## Exercise brief
Write the next part of the passage on early ethnography and Claude Levi-Strauss, picking up after its final sentence.

Beginning in the 15th century and for the next 200 years, European explorers and traders roamed the world in search of peoples to conquer and resources to plunder. In doing so, they came into contact with people who looked, dressed, and acted in ways they had never seen or imagined. And they believed these peoples were innately inferior in every way. The Report of the Philippine Commission, written in 1902, was one of the earliest formal ethnographies: “The government is attempting to develop a new standard of relationship between the white man and the Malay. Success will depend on our understanding of these peoples.” The success the report was referring to was how to make better workers out of the Malaysians. For a very long time, ethnographies were written just like this – as instructions for how to dominate and control “inferior” peoples.
Then along came Claude Levi-Strauss.
An anthropologist, he had a different perspective. He saw colonialism as “The larger part of mankind being made subservient to the other, with millions of innocent human beings having their resources plundered while they were ruthlessly killed and thrown into bondage.”

## Source data
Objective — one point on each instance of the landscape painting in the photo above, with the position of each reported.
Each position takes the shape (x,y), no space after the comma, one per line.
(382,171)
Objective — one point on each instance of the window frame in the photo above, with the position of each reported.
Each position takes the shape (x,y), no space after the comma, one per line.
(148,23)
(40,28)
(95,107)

## Answer section
His NY Times obituary said “his revolutionary studies of what was once called ‘primitive man’ transformed Western understanding of the nature of cultures, customs and civilizations.” They transformed ethnographies, too.
What was important for the new ethnographies was the way he approached subjects.
The old way, from the outside, was used to take advantage. The new way, from the inside, was objective, rational, and non-judgmental. The notion was to understand different peoples and cultures on their own terms.
To anyone conducting research into human behavior, this should still be the goal.